*** GIVEN DATA
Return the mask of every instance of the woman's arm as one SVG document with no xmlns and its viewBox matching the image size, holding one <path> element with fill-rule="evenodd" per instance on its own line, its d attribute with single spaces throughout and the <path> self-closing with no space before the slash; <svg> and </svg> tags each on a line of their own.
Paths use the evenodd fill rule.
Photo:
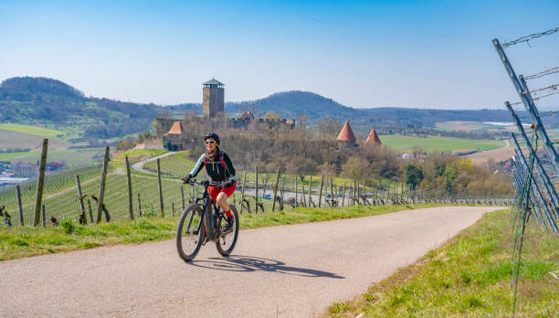
<svg viewBox="0 0 559 318">
<path fill-rule="evenodd" d="M 195 164 L 194 168 L 192 168 L 192 171 L 190 172 L 190 175 L 192 175 L 192 177 L 196 176 L 200 173 L 200 170 L 202 170 L 202 164 L 204 164 L 204 159 L 206 159 L 206 154 L 202 154 L 196 164 Z"/>
<path fill-rule="evenodd" d="M 235 168 L 233 167 L 233 163 L 231 162 L 231 159 L 229 159 L 229 156 L 227 155 L 227 154 L 225 154 L 225 153 L 223 154 L 223 161 L 225 161 L 226 167 L 227 171 L 229 172 L 229 179 L 236 180 Z"/>
</svg>

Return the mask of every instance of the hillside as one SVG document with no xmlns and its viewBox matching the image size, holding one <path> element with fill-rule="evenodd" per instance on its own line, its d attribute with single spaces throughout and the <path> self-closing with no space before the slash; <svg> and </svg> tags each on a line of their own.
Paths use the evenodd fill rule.
<svg viewBox="0 0 559 318">
<path fill-rule="evenodd" d="M 87 98 L 79 90 L 47 78 L 12 78 L 0 84 L 0 123 L 54 123 L 77 130 L 86 138 L 138 132 L 163 110 L 153 104 Z"/>
<path fill-rule="evenodd" d="M 511 122 L 503 110 L 449 111 L 382 107 L 354 109 L 332 99 L 310 92 L 291 90 L 263 99 L 226 102 L 226 111 L 237 113 L 256 111 L 264 114 L 274 111 L 284 118 L 305 114 L 309 122 L 332 118 L 351 121 L 358 132 L 366 133 L 371 126 L 434 128 L 448 121 Z M 123 102 L 105 98 L 86 97 L 79 90 L 59 80 L 47 78 L 12 78 L 0 84 L 0 123 L 56 124 L 77 137 L 111 138 L 136 133 L 150 128 L 159 115 L 181 117 L 185 111 L 202 111 L 201 103 L 161 106 L 153 103 Z M 525 111 L 520 112 L 525 116 Z M 559 118 L 548 116 L 544 123 L 559 126 Z M 58 128 L 57 128 L 58 129 Z"/>
</svg>

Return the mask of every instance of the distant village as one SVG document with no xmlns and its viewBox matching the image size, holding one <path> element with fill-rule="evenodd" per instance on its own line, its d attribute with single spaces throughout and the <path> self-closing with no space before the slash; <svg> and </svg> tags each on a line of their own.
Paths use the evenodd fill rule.
<svg viewBox="0 0 559 318">
<path fill-rule="evenodd" d="M 225 111 L 224 102 L 224 84 L 216 79 L 212 79 L 203 84 L 202 96 L 203 96 L 203 116 L 204 118 L 213 118 L 220 112 Z M 228 118 L 229 124 L 233 128 L 243 128 L 248 126 L 251 122 L 263 122 L 269 123 L 270 125 L 285 125 L 290 128 L 295 127 L 295 119 L 268 119 L 268 118 L 256 118 L 254 113 L 251 111 L 244 111 L 240 114 Z M 181 121 L 175 121 L 173 122 L 171 129 L 164 134 L 164 137 L 168 140 L 166 148 L 169 151 L 181 151 L 187 149 L 188 140 L 185 135 L 185 130 Z M 353 148 L 356 147 L 355 142 L 357 138 L 350 126 L 349 122 L 345 122 L 345 124 L 340 131 L 338 137 L 336 138 L 339 147 L 343 148 Z M 365 140 L 365 144 L 382 144 L 381 140 L 378 138 L 374 128 L 371 130 L 371 132 Z"/>
</svg>

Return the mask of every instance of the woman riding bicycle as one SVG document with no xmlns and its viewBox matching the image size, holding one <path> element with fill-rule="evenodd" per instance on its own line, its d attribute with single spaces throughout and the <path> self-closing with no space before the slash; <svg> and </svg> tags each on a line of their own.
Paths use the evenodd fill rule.
<svg viewBox="0 0 559 318">
<path fill-rule="evenodd" d="M 235 168 L 227 154 L 219 150 L 217 133 L 211 132 L 205 135 L 204 143 L 206 143 L 206 153 L 200 156 L 190 174 L 182 180 L 185 183 L 188 182 L 202 170 L 202 164 L 206 166 L 206 173 L 210 177 L 212 184 L 219 184 L 218 186 L 208 186 L 207 191 L 214 202 L 218 204 L 227 216 L 226 228 L 229 229 L 233 227 L 233 214 L 227 204 L 227 197 L 233 195 L 237 187 Z"/>
</svg>

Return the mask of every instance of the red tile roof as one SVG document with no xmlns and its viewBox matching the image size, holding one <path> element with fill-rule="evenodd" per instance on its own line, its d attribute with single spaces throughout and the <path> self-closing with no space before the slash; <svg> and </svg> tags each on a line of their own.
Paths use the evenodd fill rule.
<svg viewBox="0 0 559 318">
<path fill-rule="evenodd" d="M 173 126 L 167 134 L 183 134 L 183 123 L 181 122 L 173 122 Z"/>
<path fill-rule="evenodd" d="M 378 135 L 376 134 L 374 128 L 373 128 L 371 132 L 369 132 L 369 135 L 367 136 L 367 140 L 365 140 L 365 143 L 373 143 L 374 144 L 383 144 L 383 142 L 381 142 L 380 138 L 378 138 Z"/>
<path fill-rule="evenodd" d="M 352 131 L 352 127 L 349 125 L 349 122 L 345 122 L 336 140 L 338 142 L 355 142 L 357 140 L 353 134 L 353 131 Z"/>
</svg>

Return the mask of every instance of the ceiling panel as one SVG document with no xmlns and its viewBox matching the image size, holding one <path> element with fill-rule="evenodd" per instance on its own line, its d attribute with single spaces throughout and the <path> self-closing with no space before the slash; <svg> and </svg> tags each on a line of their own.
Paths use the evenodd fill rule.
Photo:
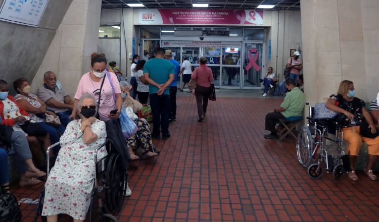
<svg viewBox="0 0 379 222">
<path fill-rule="evenodd" d="M 102 0 L 102 8 L 130 8 L 127 4 L 141 3 L 144 8 L 135 9 L 201 9 L 193 8 L 193 3 L 207 3 L 208 9 L 255 9 L 259 5 L 274 5 L 272 9 L 265 10 L 300 10 L 299 0 Z"/>
</svg>

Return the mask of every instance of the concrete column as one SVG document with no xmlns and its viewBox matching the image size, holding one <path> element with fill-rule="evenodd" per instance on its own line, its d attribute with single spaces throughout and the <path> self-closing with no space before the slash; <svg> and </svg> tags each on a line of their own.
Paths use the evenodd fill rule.
<svg viewBox="0 0 379 222">
<path fill-rule="evenodd" d="M 357 97 L 374 99 L 379 1 L 302 0 L 301 5 L 307 101 L 326 101 L 344 80 L 354 83 Z"/>
<path fill-rule="evenodd" d="M 98 49 L 101 0 L 74 0 L 61 23 L 32 83 L 43 84 L 48 71 L 57 74 L 73 98 L 82 75 L 90 71 L 90 55 Z"/>
</svg>

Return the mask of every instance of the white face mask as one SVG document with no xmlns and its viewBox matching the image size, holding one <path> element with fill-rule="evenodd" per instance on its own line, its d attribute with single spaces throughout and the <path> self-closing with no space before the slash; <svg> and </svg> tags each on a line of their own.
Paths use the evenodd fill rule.
<svg viewBox="0 0 379 222">
<path fill-rule="evenodd" d="M 95 72 L 93 70 L 92 70 L 92 73 L 97 77 L 98 77 L 98 78 L 102 78 L 103 76 L 104 76 L 104 75 L 105 75 L 106 73 L 107 73 L 107 70 L 104 70 L 104 71 L 102 72 L 101 73 L 98 73 L 98 72 Z"/>
</svg>

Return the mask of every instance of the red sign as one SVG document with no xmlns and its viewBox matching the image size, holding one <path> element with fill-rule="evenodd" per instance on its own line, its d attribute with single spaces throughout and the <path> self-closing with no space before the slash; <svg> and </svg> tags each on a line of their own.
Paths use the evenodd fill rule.
<svg viewBox="0 0 379 222">
<path fill-rule="evenodd" d="M 143 9 L 139 24 L 263 24 L 261 10 Z"/>
</svg>

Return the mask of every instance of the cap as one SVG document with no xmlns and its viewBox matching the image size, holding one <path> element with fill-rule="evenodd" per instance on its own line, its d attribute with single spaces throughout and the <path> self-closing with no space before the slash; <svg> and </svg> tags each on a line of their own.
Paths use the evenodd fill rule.
<svg viewBox="0 0 379 222">
<path fill-rule="evenodd" d="M 166 53 L 165 53 L 165 56 L 172 56 L 172 52 L 171 52 L 171 50 L 166 50 Z"/>
</svg>

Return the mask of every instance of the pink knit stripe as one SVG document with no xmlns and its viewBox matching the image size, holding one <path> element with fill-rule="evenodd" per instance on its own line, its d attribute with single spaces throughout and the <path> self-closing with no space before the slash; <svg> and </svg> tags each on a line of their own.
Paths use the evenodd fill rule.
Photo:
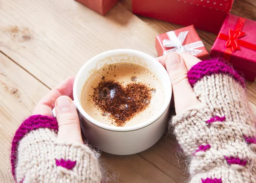
<svg viewBox="0 0 256 183">
<path fill-rule="evenodd" d="M 208 144 L 206 145 L 201 145 L 199 147 L 199 148 L 197 149 L 194 153 L 194 155 L 195 154 L 195 153 L 199 151 L 206 151 L 208 150 L 209 150 L 211 148 L 211 145 L 210 145 Z"/>
<path fill-rule="evenodd" d="M 11 164 L 12 173 L 16 180 L 15 169 L 17 158 L 17 152 L 19 142 L 25 135 L 33 130 L 41 128 L 47 128 L 53 130 L 58 133 L 58 122 L 54 118 L 40 115 L 32 116 L 26 119 L 21 124 L 15 133 L 12 143 Z"/>
<path fill-rule="evenodd" d="M 207 121 L 206 122 L 207 122 L 207 123 L 212 123 L 213 122 L 224 122 L 224 121 L 225 121 L 225 119 L 226 119 L 226 117 L 225 117 L 225 116 L 224 116 L 221 117 L 220 117 L 219 116 L 216 116 L 212 117 L 209 120 Z"/>
<path fill-rule="evenodd" d="M 62 166 L 62 167 L 68 169 L 69 170 L 73 169 L 76 164 L 76 161 L 73 161 L 70 160 L 65 160 L 62 158 L 59 160 L 55 159 L 55 161 L 57 166 Z"/>
<path fill-rule="evenodd" d="M 233 164 L 244 166 L 246 164 L 246 163 L 247 162 L 246 160 L 242 161 L 239 157 L 237 157 L 236 158 L 235 158 L 233 157 L 228 157 L 225 156 L 224 157 L 228 164 Z"/>
<path fill-rule="evenodd" d="M 243 87 L 245 87 L 244 80 L 232 67 L 217 60 L 204 61 L 194 65 L 188 72 L 189 83 L 193 87 L 197 81 L 207 76 L 214 74 L 224 74 L 233 77 Z"/>
<path fill-rule="evenodd" d="M 247 136 L 244 136 L 244 139 L 247 142 L 251 144 L 256 144 L 256 138 L 254 137 L 250 137 Z"/>
<path fill-rule="evenodd" d="M 206 179 L 201 179 L 202 183 L 222 183 L 221 178 L 219 179 L 215 178 L 214 179 L 212 179 L 209 178 L 207 178 Z"/>
</svg>

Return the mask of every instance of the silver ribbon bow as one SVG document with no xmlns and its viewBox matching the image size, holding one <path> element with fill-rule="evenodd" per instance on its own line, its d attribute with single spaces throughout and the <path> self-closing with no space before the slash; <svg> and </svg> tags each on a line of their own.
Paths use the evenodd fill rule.
<svg viewBox="0 0 256 183">
<path fill-rule="evenodd" d="M 186 38 L 189 31 L 180 32 L 178 37 L 176 35 L 174 31 L 166 32 L 170 40 L 165 39 L 163 41 L 163 44 L 164 47 L 174 47 L 171 49 L 163 52 L 163 55 L 168 55 L 170 53 L 179 53 L 180 52 L 188 52 L 194 56 L 196 56 L 203 51 L 201 49 L 195 49 L 204 46 L 202 41 L 195 42 L 190 44 L 182 45 Z"/>
</svg>

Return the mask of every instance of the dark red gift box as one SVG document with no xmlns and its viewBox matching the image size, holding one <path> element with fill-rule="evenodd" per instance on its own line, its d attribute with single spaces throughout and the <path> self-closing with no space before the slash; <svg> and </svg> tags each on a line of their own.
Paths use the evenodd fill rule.
<svg viewBox="0 0 256 183">
<path fill-rule="evenodd" d="M 221 57 L 244 78 L 256 77 L 256 22 L 228 14 L 211 50 L 212 57 Z"/>
<path fill-rule="evenodd" d="M 159 56 L 186 52 L 204 60 L 209 55 L 193 25 L 157 35 L 156 49 Z"/>
<path fill-rule="evenodd" d="M 76 0 L 102 15 L 108 12 L 119 0 Z"/>
<path fill-rule="evenodd" d="M 234 0 L 132 0 L 134 14 L 218 34 Z"/>
</svg>

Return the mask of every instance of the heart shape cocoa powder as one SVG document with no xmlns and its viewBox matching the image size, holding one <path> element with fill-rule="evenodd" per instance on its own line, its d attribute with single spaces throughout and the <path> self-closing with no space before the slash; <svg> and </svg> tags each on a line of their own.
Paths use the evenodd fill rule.
<svg viewBox="0 0 256 183">
<path fill-rule="evenodd" d="M 114 81 L 102 81 L 94 90 L 95 105 L 103 112 L 103 116 L 113 119 L 117 126 L 123 126 L 144 110 L 152 97 L 151 89 L 141 83 L 130 83 L 124 87 Z"/>
</svg>

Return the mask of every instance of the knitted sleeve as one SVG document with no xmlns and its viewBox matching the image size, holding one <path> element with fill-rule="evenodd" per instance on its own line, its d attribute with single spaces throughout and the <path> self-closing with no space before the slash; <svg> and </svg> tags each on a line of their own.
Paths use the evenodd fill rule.
<svg viewBox="0 0 256 183">
<path fill-rule="evenodd" d="M 84 144 L 58 140 L 58 130 L 56 119 L 45 116 L 32 116 L 22 123 L 12 145 L 15 182 L 100 183 L 96 155 Z"/>
<path fill-rule="evenodd" d="M 244 80 L 217 61 L 200 62 L 188 78 L 201 105 L 171 123 L 191 160 L 190 183 L 256 183 L 256 118 Z"/>
</svg>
******
■ **PROBLEM DETAILS**:
Set down, word for word, every line from the line that holds "Return the mask of every instance of the knitted" to the end of the entries above, including both ends.

■ **ANSWER TO THE PROBLEM**:
Return the mask of every instance of the knitted sleeve as one SVG document with no xmlns and its viewBox matching the image size, holding one <path> element with fill-rule="evenodd" per instance on its own line, its d attribute with single spaces throughout and the <path> self-closing with no space before the slash; <svg> and </svg> tags each on a line of their own.
Paths use the evenodd fill rule.
<svg viewBox="0 0 256 183">
<path fill-rule="evenodd" d="M 84 144 L 58 140 L 58 130 L 56 119 L 45 116 L 32 116 L 22 123 L 12 145 L 15 182 L 100 183 L 96 155 Z"/>
<path fill-rule="evenodd" d="M 244 80 L 217 61 L 200 62 L 188 78 L 201 105 L 171 123 L 191 160 L 190 183 L 256 183 L 256 118 Z"/>
</svg>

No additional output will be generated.